→ EXTRACT
▼▼▼

The movement for gay and lesbian rights was largely an urban based movement and centered around cities such as New York and San Francisco. For Jack and Ennis, that movement and those sorts of people might as well have been on another planet. Though it seems that the movie is a hit with prospective tourists elsewhere on the planet earth. A representative of the Wyoming Travel and Tourism Division says many people in other countries are expressing interest in visiting Wyoming because of the film:

“It's gotten rave reviews from the international community,” she said. “I don't know if they're more tolerant or something, but they're viewing it as a great Western movie.”

This is a good point. The film takes the ‘western’ as the stock statement of all the virtues of European settlement of patriarchal farm families and the tough heterosexual male stereotype, and turns it on its head. Although things have improved for gays and lesbians in the rural states, it is worth noting that the movement to ban “gay marriages” and anti-gay initiatives still largely come from the South and rural states. These places still have a long way to go before gays and lesbians feel safe in this environment. One reaction from a Wyoming woman playwright who had “never encountered a gay cowboy” was: 

“Don't try and take what we had, which was wonderful -- the cowboys that settled the state and made it what it was -- don't ruin that image... There's nothing better than plain old cowboys and the plain old history without embellishing it to suit everyone."

The film is very believable. You can well imagine the dilemma facing two men who met and felt this way about each other. They clearly wanted to be together but couldn’t due to the attitudes in the ‘western’ farming community.

Ang Lee has made an intensely political movie which when you look below the surface has some interesting class elements as well.

These two men are both poor working class cowboys, who didn’t have a dime to spare. Jack marries into money (his father in law owns a farm machinery business) but is still trapped. He is in a stronger position to break his connections but the money aside, he still has to contend with society’s attitudes. Ennis, meanwhile continues to struggle from one ranch-hand job to another and certainly has very little economic independence. If these two men had been wealthy enough, they probably could have ridden the storm and maintained a relationship. They may still have had a lead a double life but it would have been easier for them.

▲▲▲

→ STORED RECORDS
▼▼▼

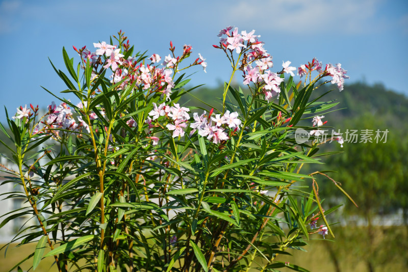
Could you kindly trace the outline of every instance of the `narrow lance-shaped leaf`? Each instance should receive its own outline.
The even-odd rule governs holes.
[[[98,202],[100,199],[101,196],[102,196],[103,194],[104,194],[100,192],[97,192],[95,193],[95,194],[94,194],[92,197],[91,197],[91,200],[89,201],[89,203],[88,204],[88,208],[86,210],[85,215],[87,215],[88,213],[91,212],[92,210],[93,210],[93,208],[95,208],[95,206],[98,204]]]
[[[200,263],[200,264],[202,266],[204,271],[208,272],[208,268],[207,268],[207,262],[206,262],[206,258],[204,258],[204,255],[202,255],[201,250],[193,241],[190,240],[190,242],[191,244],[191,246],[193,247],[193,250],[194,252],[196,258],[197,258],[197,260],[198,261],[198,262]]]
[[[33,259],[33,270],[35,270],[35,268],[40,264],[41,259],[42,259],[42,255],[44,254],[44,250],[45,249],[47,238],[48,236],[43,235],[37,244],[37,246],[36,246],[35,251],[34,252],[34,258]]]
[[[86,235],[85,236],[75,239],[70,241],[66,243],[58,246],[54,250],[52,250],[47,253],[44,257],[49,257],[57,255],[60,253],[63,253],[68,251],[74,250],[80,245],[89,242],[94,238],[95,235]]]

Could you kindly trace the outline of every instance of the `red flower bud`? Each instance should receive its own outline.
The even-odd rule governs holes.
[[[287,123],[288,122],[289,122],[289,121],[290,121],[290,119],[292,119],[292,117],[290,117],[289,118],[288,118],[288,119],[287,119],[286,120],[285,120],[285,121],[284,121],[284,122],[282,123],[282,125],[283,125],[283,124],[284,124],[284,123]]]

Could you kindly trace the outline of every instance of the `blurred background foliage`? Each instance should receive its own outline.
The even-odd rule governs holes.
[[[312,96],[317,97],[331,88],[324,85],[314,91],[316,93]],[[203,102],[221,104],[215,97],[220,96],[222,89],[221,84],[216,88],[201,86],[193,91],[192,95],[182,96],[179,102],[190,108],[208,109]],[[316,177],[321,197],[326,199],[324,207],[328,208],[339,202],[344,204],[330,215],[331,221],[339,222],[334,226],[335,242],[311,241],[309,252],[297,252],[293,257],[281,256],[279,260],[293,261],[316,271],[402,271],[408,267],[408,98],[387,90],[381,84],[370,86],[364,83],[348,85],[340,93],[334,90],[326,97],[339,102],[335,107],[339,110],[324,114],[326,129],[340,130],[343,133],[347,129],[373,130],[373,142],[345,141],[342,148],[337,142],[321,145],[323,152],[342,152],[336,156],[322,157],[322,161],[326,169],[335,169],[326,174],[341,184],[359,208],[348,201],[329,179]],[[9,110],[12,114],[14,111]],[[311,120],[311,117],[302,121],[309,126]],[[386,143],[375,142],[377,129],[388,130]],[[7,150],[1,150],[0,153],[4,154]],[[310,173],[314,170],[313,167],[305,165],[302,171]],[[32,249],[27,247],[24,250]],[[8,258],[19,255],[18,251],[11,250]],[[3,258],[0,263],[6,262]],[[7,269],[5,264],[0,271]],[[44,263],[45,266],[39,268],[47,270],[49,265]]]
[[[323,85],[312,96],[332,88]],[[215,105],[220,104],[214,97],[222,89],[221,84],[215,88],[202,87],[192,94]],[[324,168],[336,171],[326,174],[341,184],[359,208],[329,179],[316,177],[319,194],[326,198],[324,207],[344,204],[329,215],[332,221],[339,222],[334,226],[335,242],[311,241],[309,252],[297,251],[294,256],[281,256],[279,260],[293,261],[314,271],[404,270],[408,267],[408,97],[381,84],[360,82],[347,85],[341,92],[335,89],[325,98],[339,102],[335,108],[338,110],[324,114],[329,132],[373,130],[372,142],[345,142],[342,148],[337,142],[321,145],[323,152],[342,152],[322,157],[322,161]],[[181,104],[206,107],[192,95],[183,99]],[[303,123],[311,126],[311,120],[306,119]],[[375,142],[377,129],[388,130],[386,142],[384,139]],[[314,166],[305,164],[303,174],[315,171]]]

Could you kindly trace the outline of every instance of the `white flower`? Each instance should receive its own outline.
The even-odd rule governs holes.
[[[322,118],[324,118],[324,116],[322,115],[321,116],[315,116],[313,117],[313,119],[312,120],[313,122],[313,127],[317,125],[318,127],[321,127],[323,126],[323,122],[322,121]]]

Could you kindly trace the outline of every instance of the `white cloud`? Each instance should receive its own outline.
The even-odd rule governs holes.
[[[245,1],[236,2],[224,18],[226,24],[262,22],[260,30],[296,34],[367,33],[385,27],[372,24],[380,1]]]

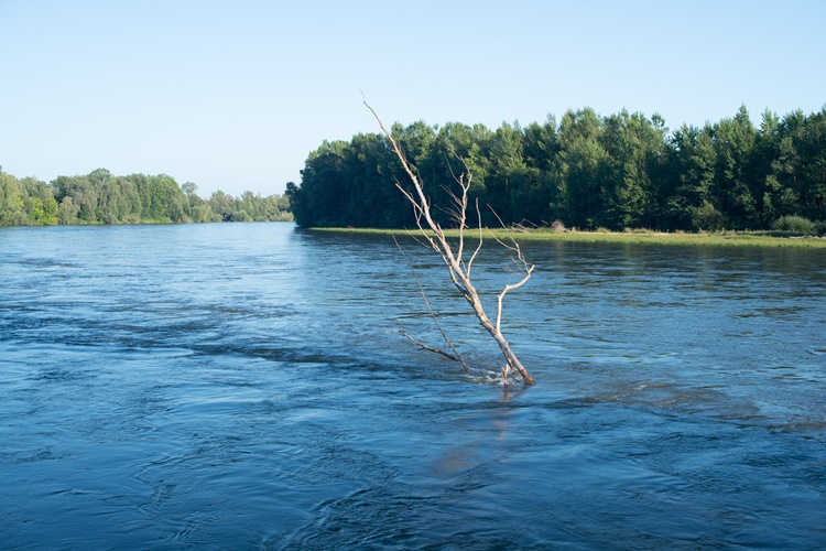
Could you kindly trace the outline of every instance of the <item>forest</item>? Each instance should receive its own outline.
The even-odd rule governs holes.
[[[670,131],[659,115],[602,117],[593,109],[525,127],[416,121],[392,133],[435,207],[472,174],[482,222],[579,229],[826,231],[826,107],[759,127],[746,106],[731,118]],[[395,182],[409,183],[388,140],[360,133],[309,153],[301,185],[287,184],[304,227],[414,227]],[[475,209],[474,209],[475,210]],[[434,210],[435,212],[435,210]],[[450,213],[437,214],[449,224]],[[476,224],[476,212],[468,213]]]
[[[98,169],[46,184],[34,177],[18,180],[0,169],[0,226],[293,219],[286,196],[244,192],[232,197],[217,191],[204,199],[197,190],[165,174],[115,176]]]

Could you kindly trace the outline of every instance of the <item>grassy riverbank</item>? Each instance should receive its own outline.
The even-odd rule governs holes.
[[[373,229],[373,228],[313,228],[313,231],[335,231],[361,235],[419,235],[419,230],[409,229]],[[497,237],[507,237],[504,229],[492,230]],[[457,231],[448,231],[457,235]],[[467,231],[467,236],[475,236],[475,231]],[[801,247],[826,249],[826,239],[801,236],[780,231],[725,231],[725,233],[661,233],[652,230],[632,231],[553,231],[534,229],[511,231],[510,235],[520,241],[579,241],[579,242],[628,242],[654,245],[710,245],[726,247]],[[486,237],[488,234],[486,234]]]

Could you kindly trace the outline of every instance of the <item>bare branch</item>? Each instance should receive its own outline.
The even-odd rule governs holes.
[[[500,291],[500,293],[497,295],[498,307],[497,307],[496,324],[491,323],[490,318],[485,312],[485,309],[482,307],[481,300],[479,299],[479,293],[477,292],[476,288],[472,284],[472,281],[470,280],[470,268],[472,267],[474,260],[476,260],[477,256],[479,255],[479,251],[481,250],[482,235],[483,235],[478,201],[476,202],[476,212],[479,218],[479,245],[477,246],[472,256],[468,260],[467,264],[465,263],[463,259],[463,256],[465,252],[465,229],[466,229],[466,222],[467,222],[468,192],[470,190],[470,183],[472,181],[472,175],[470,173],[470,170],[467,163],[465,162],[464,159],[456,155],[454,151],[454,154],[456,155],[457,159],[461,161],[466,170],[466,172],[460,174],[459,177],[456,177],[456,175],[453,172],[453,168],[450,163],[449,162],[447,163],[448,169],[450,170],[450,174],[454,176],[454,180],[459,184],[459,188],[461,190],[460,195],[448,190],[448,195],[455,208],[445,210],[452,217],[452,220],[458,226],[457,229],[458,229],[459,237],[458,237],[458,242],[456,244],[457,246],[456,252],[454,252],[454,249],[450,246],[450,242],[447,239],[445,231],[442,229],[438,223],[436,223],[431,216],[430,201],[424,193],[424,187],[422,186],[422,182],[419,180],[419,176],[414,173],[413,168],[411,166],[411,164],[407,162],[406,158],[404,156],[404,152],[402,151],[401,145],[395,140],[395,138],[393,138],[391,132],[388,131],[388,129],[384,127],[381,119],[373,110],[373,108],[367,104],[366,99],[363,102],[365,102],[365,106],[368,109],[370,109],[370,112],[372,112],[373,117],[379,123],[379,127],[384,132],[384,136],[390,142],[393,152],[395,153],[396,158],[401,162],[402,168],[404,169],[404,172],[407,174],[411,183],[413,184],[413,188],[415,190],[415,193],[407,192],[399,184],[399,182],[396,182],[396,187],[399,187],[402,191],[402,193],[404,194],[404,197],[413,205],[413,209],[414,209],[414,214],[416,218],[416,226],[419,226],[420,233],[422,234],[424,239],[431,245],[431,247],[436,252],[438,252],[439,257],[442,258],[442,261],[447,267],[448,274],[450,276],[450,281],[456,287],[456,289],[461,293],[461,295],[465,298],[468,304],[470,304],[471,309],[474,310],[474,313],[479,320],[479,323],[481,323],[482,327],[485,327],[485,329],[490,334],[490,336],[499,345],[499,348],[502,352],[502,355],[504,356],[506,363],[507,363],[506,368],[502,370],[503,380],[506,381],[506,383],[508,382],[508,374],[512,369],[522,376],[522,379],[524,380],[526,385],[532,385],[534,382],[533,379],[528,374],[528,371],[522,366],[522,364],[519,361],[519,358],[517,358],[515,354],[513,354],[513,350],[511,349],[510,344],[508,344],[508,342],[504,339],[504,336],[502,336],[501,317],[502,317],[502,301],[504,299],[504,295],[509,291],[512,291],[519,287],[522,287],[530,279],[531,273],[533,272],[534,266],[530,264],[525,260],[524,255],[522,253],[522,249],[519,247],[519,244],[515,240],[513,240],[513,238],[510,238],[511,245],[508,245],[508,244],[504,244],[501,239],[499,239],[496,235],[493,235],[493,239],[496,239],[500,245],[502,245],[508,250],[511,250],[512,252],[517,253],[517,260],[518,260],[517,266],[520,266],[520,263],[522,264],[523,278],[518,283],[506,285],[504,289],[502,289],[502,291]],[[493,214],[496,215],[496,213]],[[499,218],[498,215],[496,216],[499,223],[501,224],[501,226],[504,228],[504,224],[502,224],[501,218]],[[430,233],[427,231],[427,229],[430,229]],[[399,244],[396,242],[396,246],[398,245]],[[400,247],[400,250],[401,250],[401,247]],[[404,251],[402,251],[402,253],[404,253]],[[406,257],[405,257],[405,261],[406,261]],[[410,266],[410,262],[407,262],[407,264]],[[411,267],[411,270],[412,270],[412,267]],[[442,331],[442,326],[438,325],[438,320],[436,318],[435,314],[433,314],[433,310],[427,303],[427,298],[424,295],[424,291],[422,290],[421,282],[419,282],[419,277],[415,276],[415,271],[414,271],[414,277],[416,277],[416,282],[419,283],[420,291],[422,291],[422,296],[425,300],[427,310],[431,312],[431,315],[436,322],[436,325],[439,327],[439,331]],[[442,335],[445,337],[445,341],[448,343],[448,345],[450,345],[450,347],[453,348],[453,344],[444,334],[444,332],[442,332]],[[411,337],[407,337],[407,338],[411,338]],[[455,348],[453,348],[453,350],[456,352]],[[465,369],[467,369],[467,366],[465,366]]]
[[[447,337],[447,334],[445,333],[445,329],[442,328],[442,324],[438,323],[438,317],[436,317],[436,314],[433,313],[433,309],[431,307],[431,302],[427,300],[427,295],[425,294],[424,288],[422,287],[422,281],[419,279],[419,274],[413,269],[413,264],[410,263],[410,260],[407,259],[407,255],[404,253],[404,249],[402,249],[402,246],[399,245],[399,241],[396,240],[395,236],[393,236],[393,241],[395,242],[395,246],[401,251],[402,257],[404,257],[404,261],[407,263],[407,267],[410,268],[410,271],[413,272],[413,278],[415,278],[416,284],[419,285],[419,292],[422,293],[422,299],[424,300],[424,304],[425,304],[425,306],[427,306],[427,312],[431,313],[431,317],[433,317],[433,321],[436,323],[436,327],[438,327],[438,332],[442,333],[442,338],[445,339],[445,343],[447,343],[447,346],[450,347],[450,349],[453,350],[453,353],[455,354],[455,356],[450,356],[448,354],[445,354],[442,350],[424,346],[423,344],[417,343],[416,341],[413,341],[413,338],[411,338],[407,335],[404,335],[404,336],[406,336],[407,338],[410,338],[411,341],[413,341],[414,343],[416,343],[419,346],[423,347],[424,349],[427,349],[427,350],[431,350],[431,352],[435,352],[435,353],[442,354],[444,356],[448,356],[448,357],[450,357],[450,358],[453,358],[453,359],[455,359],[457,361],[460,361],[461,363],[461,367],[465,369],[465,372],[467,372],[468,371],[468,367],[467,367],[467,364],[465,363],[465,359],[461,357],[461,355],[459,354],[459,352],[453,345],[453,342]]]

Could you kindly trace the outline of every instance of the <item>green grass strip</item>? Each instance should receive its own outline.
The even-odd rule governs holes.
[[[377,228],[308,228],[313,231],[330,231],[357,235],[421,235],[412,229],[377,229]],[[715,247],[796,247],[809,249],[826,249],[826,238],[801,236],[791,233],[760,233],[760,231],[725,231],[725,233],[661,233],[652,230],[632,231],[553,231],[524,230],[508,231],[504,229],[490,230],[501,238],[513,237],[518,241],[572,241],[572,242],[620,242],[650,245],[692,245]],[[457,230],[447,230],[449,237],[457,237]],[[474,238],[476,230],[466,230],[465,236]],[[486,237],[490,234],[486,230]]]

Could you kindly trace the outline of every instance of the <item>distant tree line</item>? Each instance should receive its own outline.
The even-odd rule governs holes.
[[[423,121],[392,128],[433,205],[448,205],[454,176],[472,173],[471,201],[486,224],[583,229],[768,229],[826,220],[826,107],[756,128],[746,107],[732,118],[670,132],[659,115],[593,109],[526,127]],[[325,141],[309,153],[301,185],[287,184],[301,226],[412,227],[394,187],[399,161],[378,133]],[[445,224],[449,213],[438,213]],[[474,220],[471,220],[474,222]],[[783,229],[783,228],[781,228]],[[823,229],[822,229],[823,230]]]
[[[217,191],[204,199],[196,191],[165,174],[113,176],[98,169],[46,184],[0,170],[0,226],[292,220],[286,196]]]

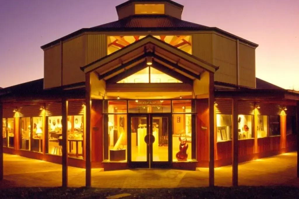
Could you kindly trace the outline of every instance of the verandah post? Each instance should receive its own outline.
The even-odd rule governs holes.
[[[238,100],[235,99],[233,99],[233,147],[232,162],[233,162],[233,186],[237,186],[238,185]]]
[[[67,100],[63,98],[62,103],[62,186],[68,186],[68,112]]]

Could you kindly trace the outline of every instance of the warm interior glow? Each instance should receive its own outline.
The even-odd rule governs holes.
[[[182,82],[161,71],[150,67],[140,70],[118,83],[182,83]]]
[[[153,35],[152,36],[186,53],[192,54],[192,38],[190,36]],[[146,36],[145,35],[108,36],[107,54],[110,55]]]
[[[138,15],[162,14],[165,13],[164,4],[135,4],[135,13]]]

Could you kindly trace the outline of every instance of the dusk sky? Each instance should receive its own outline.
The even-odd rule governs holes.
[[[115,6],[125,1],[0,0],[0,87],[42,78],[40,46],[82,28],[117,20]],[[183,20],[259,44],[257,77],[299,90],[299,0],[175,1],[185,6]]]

▲▲▲

→ DIRECTIVE 1
Rewrite the film review from "The film is" through "elements as well.", putting "convincing" in place of "believable".
→ DIRECTIVE 2
Answer these questions from the film review:
(a) Which two cities does it name as centers of the movement for gay and lesbian rights?
(b) A representative of which state's travel and tourism division is quoted?
(c) What kind of business does Jack's father-in-law own?

→ TASK ANSWER 1
The film is very convincing. You can well imagine the dilemma facing two men who met and felt this way about each other. They clearly wanted to be together but couldn’t due to the attitudes in the ‘western’ farming community.

Ang Lee has made an intensely political movie which when you look below the surface has some interesting class elements as well.

→ TASK ANSWER 2
(a) New York and San Francisco
(b) Wyoming
(c) A farm machinery business